■ Exercise input:
────────────────────
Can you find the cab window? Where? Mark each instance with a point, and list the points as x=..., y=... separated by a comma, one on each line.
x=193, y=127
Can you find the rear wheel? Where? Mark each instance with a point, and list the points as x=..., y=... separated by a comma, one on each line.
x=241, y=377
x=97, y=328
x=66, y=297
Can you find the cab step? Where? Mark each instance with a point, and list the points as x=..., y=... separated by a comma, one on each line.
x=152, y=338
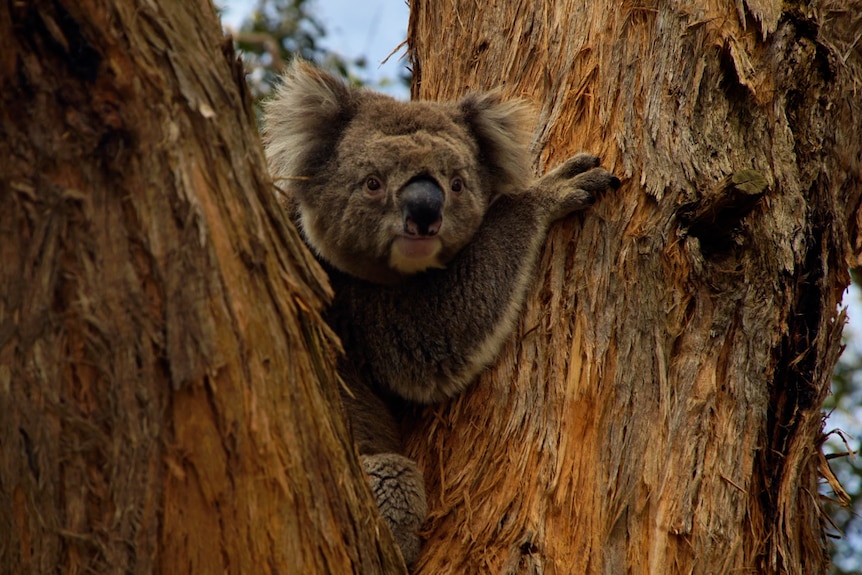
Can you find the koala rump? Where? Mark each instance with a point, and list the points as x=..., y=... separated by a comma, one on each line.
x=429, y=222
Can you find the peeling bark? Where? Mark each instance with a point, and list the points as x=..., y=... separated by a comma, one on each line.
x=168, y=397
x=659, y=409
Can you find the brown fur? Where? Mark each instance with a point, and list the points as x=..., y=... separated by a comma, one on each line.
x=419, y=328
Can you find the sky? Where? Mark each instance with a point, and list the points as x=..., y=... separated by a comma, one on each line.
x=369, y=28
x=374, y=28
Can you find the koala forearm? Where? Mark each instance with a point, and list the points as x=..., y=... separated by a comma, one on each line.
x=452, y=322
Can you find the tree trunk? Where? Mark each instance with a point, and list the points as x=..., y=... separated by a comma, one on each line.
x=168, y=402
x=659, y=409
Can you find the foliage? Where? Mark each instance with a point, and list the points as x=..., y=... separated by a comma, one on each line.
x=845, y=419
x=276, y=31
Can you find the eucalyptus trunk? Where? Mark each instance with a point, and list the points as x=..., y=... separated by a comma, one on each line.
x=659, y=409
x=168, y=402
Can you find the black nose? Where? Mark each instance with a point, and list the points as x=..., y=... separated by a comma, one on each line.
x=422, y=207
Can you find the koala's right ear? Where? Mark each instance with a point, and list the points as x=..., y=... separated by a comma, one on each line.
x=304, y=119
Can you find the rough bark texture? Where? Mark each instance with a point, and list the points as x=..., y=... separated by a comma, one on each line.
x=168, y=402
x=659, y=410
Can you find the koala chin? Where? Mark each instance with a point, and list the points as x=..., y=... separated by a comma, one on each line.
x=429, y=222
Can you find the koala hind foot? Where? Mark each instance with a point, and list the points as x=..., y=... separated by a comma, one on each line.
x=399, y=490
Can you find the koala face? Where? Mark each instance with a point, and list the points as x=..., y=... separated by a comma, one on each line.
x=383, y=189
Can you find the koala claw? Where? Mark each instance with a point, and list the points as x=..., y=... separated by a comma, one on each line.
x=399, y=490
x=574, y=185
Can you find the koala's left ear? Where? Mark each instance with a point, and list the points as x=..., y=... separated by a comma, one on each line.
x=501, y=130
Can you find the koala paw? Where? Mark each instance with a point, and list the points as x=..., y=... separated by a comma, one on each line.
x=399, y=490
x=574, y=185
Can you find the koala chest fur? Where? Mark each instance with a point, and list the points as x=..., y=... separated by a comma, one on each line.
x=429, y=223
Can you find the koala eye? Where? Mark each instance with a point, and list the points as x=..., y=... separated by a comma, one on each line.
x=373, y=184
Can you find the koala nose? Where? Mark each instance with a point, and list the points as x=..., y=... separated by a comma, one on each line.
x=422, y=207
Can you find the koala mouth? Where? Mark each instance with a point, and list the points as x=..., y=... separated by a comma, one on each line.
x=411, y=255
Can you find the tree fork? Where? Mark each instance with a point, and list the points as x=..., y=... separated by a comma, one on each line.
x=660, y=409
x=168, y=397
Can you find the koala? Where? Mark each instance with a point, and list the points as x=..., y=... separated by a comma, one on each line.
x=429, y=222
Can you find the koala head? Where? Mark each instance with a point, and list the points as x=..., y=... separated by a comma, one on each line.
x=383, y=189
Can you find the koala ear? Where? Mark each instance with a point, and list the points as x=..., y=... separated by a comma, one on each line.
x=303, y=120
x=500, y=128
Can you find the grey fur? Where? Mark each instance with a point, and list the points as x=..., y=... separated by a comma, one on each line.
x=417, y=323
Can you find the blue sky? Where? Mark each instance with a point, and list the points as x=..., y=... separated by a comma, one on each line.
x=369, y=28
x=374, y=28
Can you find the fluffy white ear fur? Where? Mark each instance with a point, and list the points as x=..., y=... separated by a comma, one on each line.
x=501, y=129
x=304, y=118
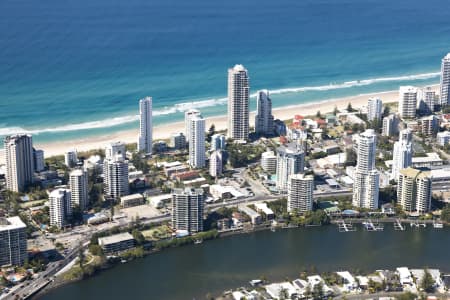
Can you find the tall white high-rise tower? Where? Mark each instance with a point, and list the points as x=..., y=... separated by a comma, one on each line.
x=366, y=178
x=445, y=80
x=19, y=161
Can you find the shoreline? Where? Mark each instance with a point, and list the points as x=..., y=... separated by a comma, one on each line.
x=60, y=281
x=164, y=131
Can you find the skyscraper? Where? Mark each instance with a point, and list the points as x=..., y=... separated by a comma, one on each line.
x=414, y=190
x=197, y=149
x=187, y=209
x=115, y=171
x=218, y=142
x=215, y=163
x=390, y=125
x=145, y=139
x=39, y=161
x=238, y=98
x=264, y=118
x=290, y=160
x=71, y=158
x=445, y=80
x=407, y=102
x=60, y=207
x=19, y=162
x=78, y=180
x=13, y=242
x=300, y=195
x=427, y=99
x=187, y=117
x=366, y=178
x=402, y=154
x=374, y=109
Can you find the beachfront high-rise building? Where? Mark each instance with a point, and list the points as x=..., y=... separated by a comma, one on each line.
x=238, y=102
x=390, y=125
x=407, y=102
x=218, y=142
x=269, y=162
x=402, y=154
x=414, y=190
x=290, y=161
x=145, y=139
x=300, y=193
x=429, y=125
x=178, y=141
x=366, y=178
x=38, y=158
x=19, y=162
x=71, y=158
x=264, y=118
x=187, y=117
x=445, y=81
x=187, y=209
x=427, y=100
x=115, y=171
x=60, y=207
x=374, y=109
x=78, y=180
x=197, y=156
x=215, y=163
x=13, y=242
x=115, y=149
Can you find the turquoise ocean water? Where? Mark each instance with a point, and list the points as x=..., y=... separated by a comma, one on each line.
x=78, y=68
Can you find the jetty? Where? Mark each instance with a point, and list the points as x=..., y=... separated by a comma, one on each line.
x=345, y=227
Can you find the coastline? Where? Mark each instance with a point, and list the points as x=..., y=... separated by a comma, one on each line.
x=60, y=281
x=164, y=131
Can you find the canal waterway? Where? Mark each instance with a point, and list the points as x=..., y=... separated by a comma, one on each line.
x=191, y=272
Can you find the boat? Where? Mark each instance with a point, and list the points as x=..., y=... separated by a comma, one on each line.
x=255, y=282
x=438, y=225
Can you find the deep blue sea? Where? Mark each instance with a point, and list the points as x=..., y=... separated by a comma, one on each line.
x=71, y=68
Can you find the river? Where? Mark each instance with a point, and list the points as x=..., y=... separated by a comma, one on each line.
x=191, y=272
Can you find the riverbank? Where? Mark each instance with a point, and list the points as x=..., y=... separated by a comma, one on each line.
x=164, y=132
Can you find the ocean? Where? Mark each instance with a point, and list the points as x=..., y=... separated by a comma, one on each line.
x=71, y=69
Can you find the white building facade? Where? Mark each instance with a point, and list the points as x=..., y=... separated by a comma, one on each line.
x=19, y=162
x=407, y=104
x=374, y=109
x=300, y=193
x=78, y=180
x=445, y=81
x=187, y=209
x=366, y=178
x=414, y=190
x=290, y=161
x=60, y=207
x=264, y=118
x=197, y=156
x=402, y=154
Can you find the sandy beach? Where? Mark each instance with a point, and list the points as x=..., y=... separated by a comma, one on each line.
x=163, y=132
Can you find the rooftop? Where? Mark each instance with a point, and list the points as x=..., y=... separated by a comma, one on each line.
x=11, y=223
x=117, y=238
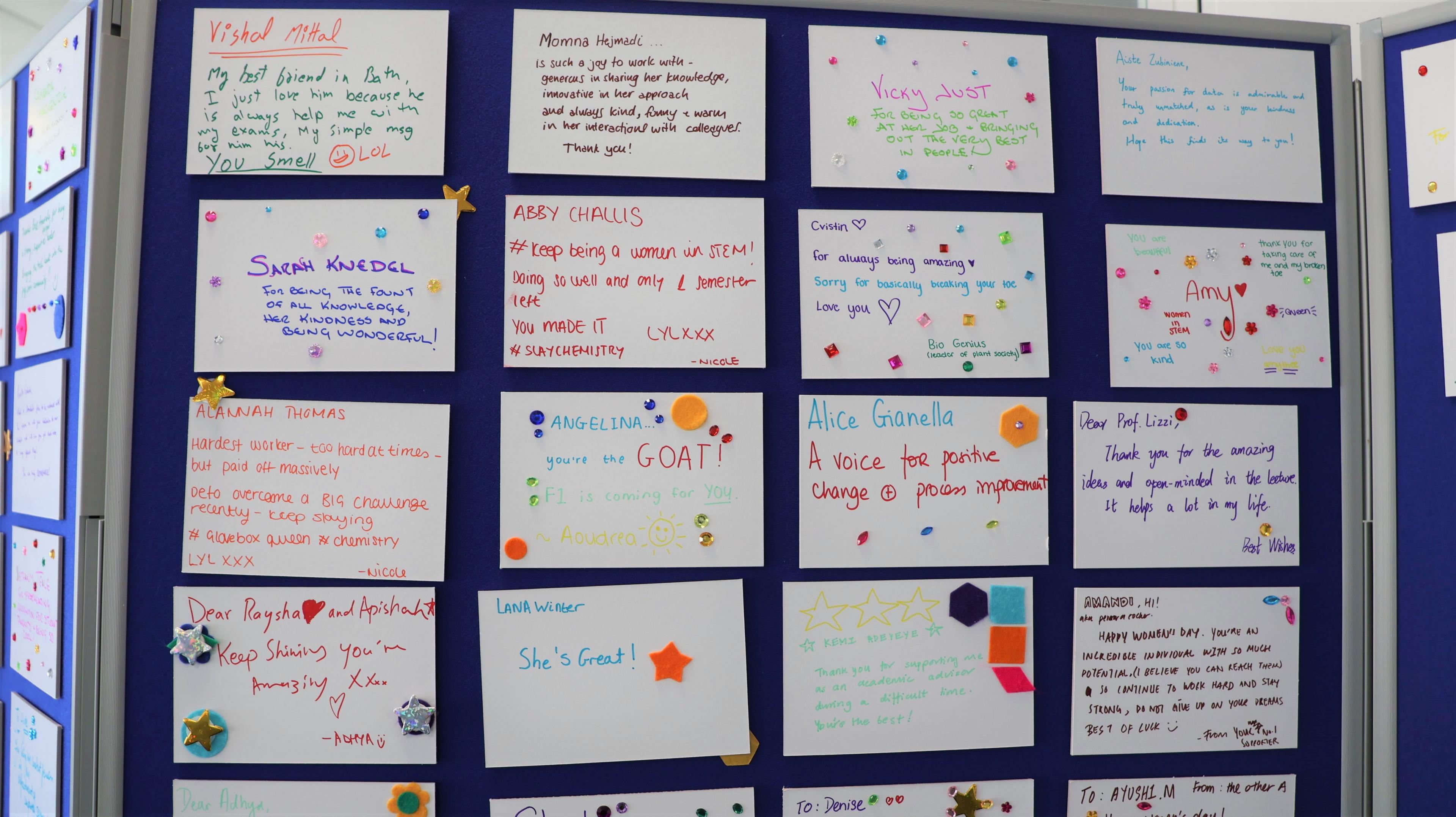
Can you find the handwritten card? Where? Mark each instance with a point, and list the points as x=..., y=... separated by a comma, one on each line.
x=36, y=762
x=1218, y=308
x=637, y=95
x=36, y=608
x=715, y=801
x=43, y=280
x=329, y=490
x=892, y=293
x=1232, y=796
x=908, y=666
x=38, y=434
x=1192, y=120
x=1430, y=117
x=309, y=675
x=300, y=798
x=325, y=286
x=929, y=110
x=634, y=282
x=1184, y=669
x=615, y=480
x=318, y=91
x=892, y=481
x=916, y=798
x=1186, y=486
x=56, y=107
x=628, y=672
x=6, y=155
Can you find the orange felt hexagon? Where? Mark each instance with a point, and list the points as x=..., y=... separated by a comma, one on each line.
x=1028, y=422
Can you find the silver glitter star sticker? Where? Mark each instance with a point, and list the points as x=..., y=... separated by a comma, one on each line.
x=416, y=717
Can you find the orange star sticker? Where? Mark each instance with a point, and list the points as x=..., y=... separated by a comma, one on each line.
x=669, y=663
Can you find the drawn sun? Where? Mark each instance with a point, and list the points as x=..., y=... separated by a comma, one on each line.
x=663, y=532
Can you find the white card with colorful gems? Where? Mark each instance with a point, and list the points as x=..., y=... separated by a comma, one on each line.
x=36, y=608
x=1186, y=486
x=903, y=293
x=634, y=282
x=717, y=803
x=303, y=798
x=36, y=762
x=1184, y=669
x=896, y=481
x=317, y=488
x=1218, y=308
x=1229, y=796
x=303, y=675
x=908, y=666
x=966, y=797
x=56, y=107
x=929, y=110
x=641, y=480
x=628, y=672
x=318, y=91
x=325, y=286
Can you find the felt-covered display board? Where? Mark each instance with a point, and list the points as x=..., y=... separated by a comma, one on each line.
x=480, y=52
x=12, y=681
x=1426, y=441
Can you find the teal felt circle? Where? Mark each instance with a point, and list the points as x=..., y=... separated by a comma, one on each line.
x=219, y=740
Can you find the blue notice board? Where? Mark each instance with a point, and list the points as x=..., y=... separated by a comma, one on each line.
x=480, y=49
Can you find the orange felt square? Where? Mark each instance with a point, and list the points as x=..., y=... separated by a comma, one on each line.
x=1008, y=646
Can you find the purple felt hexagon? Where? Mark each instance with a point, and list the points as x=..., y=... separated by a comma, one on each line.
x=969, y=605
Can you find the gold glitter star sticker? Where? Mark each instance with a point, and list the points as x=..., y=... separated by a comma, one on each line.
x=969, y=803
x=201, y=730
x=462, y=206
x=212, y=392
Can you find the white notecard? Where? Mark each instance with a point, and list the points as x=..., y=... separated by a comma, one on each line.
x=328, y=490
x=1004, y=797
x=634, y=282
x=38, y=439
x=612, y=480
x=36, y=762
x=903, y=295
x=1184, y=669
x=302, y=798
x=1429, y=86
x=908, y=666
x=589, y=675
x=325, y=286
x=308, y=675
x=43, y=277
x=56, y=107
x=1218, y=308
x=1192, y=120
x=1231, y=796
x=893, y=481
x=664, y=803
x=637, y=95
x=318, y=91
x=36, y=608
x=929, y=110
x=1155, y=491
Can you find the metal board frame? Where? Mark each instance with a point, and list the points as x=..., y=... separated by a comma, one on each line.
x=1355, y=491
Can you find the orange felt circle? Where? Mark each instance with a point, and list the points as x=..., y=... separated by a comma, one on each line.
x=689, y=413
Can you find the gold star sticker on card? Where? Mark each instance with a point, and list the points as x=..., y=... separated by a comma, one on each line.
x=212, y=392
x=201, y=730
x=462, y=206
────────────────────
■ Task instructions: Nothing but the line with "Can you find the metal" and the lines after it, through the end of the material, should appear in the output, word for word.

■ Result:
Can you find the metal board frame? Where? Mark each instance with a point, and list the points as x=..., y=... separated by a comma, one on each line.
x=1355, y=491
Can you find the orange felt circle? Where? Mark each instance with a point, and list the points as x=..., y=... separated by a comma, one on each line.
x=689, y=413
Can you find the gold star sticker on card? Where? Mark each instance with a point, and list the points as x=..., y=... separated by a comma, one on each line.
x=212, y=392
x=201, y=730
x=462, y=206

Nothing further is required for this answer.